### ページ抜粋
------
本項のうち腹痛は大腸を中心とした痛みです。同じ腹部の痛みでも、婦人科や泌尿器系のものは、この項目には入りません。また腹痛を胃痛といっしょに論じるのは、経絡でいうとどちらも陽明経に属するため、発症要因がほとんど同じであることによります。

 

胃痛や腹痛を起こす病証タイプには、実証に属す寒邪タイプ・食滞タイプ・肝鬱タイプ・実熱タイプと、虚証に属す気虚タイプ・虚寒タイプ(陽虚と同じ)・陰虚タイプなどがあります。両者は痛みの虚実性で大別され、実証が起こす実痛は、比較的強い痛みで急激に起こり、患部を押すと痛みが強まっていやな感じがします(拒按という)。これに対して虚証が起こす虚痛は、激痛ではないどん痛が慢性的に長く続き、患部をなでたり押さえたりすると気持ちよく感じます(喜按という)。

本項では、上記のタイプのうち、東洋医学の臨床で比較的多く見られるタイプについて紹介します。たとえば、食べ過ぎによって起こる食滞タイプは、日常よくみられるものの、ほとんどが一過性で、東洋医学の出番は少ないため割愛してあります。

 

寒邪タイプ:天候や冷房、あるいは冷たいものや生ものに偏って飲食するなどによって胃腸が冷えることで発症するタイプで、「胃寒証」と呼ばれます。痛みは、実痛の特徴に加えて、患部に触れると冷たく、自分でも冷えて痛くなるように感じ、温めると痛みが軽くなります。多くの場合に、腹部の冷え感とともに激しい下痢(水様便)がみられます。

 

肝鬱タイプ:ストレスや怒りや緊張によって起こる肝気鬱結が、胃腸の気の流れにも影響して発症するタイプで、「肝胃不和」と呼ばれます。痛みは、実痛の特徴に加えて、脹った感じの痛みが腹部の中央から肋骨の上や脇腹へ放散します。精神的な要因で、出たり消えたりが頻繁で、人によってげっぷやおならが出た後は軽くなります。このほかでは、基礎知識の中の「気血津液の実証にみられる症状」で紹介した気滞の症状を伴うことがあります。ストレス性の胃潰瘍や十二指腸潰瘍などは、これに属すことが多く、慢性化すると脾気虚の症状を伴う「肝脾不調」に発展します。

 

陽虚タイプ:冷え性の人に労倦が重なるか、寒邪タイプの腹痛が慢性化するかして、胃腸の陽気が損なわれることで発症したタイプで、「脾陽虚証」や「脾胃虚寒証」という病証名で呼ばれます。痛みは、虚痛の特徴に加えて、患部に触れると冷たく、自分でも冷えて痛くなるように感じ、温めると痛みが軽くなります。大便は普段から軟便ぎみで、冷たいものを食べると下痢になります。このほかでは、基礎知識の中の「気血津液の虚証にみられる症状」で紹介した気虚や陽虚の症状を伴うことがあります。

 

陰虚タイプ:元々身体が痩せぎみで、食も細くあまり太れない体質(胃陰虚体質)の人が、辛い物や刺激物を食べ過ぎたりすることで発症したタイプで、「胃陰虚証」という病証名で呼ばれます。このほかでは、熱性の胃腸病が長引いて胃陰が消耗しても起こります。痛みは、虚痛の特徴に加えて、ひどいと痛みに熱感を伴い、辛い物や刺激物を食べるとひどくなります。大便は普段から硬くて便秘ぎみです。このほかでは、基礎知識の中の「気血津液の虚証にみられる症状」で紹介した陰虚の症状を伴うことがあります。
------
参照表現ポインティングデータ

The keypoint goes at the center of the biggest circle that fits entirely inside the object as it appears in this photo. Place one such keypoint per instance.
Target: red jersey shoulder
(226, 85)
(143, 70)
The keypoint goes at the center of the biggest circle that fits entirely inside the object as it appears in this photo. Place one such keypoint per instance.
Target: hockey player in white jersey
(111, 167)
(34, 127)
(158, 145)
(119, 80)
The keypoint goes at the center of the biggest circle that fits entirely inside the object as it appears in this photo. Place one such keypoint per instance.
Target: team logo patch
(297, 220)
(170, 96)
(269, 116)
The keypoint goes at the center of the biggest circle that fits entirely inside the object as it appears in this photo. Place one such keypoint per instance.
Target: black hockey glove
------
### 課題一覧
• A. 次の(i)〜(iii)が抜粋の内容と合うかどうかを「はい」か「いいえ」で答え、判断の決め手となる抜粋中の語句を正確に引用せよ。
(i) 婦人科や泌尿器系による腹部の痛みも、この項目で扱われる。
(ii) 虚証が起こす虚痛では、患部を押さえると気持ちよく感じる。
(iii) 食滞タイプは、本項で詳しく紹介されている。
• B. 抜粋をもとに、次の問いに答えよ。
(i) 胃痛と腹痛は、経絡でいうとどの経に属するか。
(ii) 肝鬱タイプは何と呼ばれるか。
(iii) 陰虚タイプの人の大便は、普段どのような状態か。
• C. 抜粋のうち、「本項のうち腹痛は大腸を中心と」を含む語句で始まり「よく感じます(喜按という)。」で終わる部分を、一字も変えずに書き出せ。
答えは抜粋に書かれた内容だけを根拠とする。

### 各項目の解答
• A.
(i) いいえ。「婦人科や泌尿器系のものは、この項目には入りません」
(ii) はい。「患部をなでたり押さえたりすると気持ちよく感じます」
(iii) いいえ。「東洋医学の出番は少ないため割愛してあります」

• B.
(i) 陽明経
(ii) 「肝胃不和」
(iii) 硬くて便秘ぎみである。

• C.
本項のうち腹痛は大腸を中心とした痛みです。同じ腹部の痛みでも、婦人科や泌尿器系のものは、この項目には入りません。また腹痛を胃痛といっしょに論じるのは、経絡でいうとどちらも陽明経に属するため、発症要因がほとんど同じであることによります。

 

胃痛や腹痛を起こす病証タイプには、実証に属す寒邪タイプ・食滞タイプ・肝鬱タイプ・実熱タイプと、虚証に属す気虚タイプ・虚寒タイプ(陽虚と同じ)・陰虚タイプなどがあります。両者は痛みの虚実性で大別され、実証が起こす実痛は、比較的強い痛みで急激に起こり、患部を押すと痛みが強まっていやな感じがします(拒按という)。これに対して虚証が起こす虚痛は、激痛ではないどん痛が慢性的に長く続き、患部をなでたり押さえたりすると気持ちよく感じます(喜按という)。